Given data
* * *

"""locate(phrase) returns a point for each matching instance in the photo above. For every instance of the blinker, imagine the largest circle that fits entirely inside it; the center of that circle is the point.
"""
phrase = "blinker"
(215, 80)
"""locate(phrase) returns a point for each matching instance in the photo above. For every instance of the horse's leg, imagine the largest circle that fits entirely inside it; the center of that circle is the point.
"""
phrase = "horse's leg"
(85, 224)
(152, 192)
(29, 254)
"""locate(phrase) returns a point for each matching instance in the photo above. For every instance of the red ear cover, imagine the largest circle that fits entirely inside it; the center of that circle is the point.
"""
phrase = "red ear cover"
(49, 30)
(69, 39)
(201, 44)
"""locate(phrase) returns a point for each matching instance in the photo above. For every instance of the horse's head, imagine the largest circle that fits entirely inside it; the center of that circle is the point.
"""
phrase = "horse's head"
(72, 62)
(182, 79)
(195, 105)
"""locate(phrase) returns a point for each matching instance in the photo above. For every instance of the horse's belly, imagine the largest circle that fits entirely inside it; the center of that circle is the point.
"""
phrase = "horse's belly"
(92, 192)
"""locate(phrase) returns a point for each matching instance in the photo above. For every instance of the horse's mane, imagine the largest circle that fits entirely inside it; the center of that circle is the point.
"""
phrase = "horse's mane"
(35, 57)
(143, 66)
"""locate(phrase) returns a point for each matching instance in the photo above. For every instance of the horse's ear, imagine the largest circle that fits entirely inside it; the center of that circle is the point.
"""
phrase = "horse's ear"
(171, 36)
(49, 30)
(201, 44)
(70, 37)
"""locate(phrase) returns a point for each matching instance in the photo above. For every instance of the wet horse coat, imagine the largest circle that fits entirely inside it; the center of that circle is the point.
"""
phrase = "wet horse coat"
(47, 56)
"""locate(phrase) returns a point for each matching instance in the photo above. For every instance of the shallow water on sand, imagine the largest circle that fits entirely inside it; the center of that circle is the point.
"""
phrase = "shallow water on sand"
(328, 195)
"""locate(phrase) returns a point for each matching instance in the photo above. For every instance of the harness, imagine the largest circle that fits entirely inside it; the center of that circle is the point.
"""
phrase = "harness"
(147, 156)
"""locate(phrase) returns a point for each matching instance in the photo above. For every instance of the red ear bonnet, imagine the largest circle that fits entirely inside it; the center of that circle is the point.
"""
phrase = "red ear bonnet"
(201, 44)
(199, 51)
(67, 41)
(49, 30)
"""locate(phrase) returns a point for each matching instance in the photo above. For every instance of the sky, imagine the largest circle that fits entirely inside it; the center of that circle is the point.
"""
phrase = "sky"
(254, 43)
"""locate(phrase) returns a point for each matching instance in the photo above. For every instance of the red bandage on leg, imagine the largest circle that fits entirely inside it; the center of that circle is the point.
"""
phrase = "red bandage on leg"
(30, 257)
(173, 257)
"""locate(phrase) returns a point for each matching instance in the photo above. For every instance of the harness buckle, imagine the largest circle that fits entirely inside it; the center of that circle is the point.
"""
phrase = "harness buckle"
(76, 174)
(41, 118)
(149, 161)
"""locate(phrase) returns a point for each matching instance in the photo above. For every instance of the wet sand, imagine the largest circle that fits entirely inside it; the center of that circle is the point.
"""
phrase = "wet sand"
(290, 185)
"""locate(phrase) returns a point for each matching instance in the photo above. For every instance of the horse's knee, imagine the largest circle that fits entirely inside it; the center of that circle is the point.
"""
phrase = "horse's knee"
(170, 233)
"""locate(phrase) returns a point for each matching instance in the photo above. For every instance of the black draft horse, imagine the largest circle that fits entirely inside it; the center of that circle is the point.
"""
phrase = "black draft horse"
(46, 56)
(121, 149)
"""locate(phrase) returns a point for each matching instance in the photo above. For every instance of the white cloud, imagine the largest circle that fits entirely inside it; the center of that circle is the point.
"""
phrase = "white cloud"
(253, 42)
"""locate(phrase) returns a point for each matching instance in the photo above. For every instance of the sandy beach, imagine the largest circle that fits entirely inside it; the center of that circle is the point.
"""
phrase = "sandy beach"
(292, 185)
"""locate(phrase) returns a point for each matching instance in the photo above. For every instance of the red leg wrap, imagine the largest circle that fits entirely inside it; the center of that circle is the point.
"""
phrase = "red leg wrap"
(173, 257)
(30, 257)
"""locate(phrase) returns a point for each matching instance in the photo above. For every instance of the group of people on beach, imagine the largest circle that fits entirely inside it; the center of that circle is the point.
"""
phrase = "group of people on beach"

* * *

Your instructions
Extract every line above exactly as it stands.

Written answer
"""locate(phrase) returns a point for each matching instance in the photo above. For every instance of the blinker, imagine the largest circle that fits entirely inside it; the center of that circle is the point.
"""
phrase = "blinker"
(215, 80)
"""locate(phrase) returns a point for each matching instance in the photo above. For every instance of the horse's leg, imagine the largest circle that fits entirely inside it; the center of that circle is the point.
"""
phrase = "horse's leg"
(85, 224)
(152, 192)
(29, 254)
"""locate(phrase) returns a point for each matching instance in the photo above. For every instance of the red ear cover, imagine the largest circle that fits entirely inside it; the center of that circle is the point.
"""
phrase = "red ear cover"
(49, 30)
(69, 39)
(201, 44)
"""locate(phrase) returns a point for each matching instance in the photo above. For every instance of the horse's head, imagine the largest circle that fits entirely inside it; the center of that circle is the point.
"""
phrase = "horse's head"
(72, 62)
(182, 79)
(195, 105)
"""locate(phrase) returns a point for each matching instance in the photo above. For every instance of the horse's belly, imagine the largest circle that fits entirely inside it; the center of that circle is the point.
"""
phrase = "horse's belly"
(92, 192)
"""locate(phrase) returns a point for each matching instance in the photo above. For every instance of the horse's mane, imagine the largest circle that fits entirely inside it; the center of that circle is the point.
"""
phrase = "horse's mane"
(35, 57)
(143, 66)
"""locate(phrase) returns a point for each matching instance in the photo above. For every instance of the horse's ear, imagine the largest circle that fits entirely inside it; the center of that circle is the point.
"""
phrase = "horse's ear"
(171, 36)
(49, 30)
(201, 44)
(70, 37)
"""locate(phrase) returns a point for each matching instance in the photo above. For every instance of the wet horse coat, imagine the largest circle that fits entirely inside it; the center of that circle is the point.
"""
phrase = "wet horse coat"
(47, 56)
"""locate(phrase) returns a point for each matching instance in the photo above. For every instance of the shallow water on sand, imagine the largest circle that fits entirely inside it; the center of that circle is the point.
"""
phrase = "shallow water on sand"
(328, 195)
"""locate(phrase) returns a point for each matching instance in the photo above. For every instance of the harness, imagine the largest circle that fits entirely inside it; the center of that circle is the point.
"""
phrase = "harness"
(147, 156)
"""locate(phrase) returns a point for each matching instance in the photo above. For every instance of the red ear bonnet, imagine the largest circle that fits entirely inside it; the center of that circle is the point.
"""
phrase = "red ear bonnet"
(201, 44)
(199, 51)
(67, 41)
(49, 30)
"""locate(phrase) returns a point for each matching instance in the photo above. For every instance of the sky, imagine the largest circle that fits entirely inside it; the center of that circle is the point.
"""
phrase = "sky"
(254, 43)
"""locate(phrase) returns a point for each matching instance in the photo above. For every instance of the red bandage on leg, imagine the largest circle that fits entirely inside it; the center of that circle is the point.
"""
phrase = "red bandage on leg"
(30, 257)
(173, 257)
"""locate(phrase) returns a point for each matching instance in the photo above. For every instance of the harness buckle, imagine the largest circle that fits entirely inside it; the center of that circle is the point.
"""
phrase = "harness buckle"
(76, 174)
(41, 118)
(149, 161)
"""locate(phrase) returns a point for each matching instance in the photo above. For every instance of the wet sand, imagine the largest circle that fits entirely inside it; the center of that circle is the point.
"""
phrase = "wet sand"
(290, 185)
"""locate(phrase) returns a point for each matching instance in the photo above. For every instance of the horse's knee, imagine the largest circle that fits entirely inside it; the center of that circle is the point.
"""
phrase = "horse's knee"
(170, 233)
"""locate(phrase) returns a point for each matching instance in the photo above. For every instance of the black draft horse, imagine the largest circle that fits entirely inside it; the center of that circle is the point.
"""
phrase = "black draft horse"
(46, 56)
(121, 149)
"""locate(phrase) returns a point for each matching instance in the photo above. For every instance of the white cloud, imagine the largest circle that fits entirely inside it; the center of that circle is the point.
"""
phrase = "white cloud"
(253, 42)
"""locate(phrase) returns a point for each matching instance in the photo above. For every instance of the sandy beach, imagine the largest circle that fits entirely inside it; the center of that circle is the point.
"""
phrase = "sandy beach"
(292, 185)
"""locate(phrase) returns a point for each matching instance in the photo above. For every instance of the red leg wrap, imagine the largest circle that fits entirely inside it; the center of that circle is the point.
"""
phrase = "red leg wrap"
(173, 257)
(30, 257)
"""locate(phrase) returns a point for each matching instance in the photo above. For every instance of the group of people on beach, imagine the largest circle that fits entirely inside it; the center of that circle is the point.
"""
phrase = "group of people on beach"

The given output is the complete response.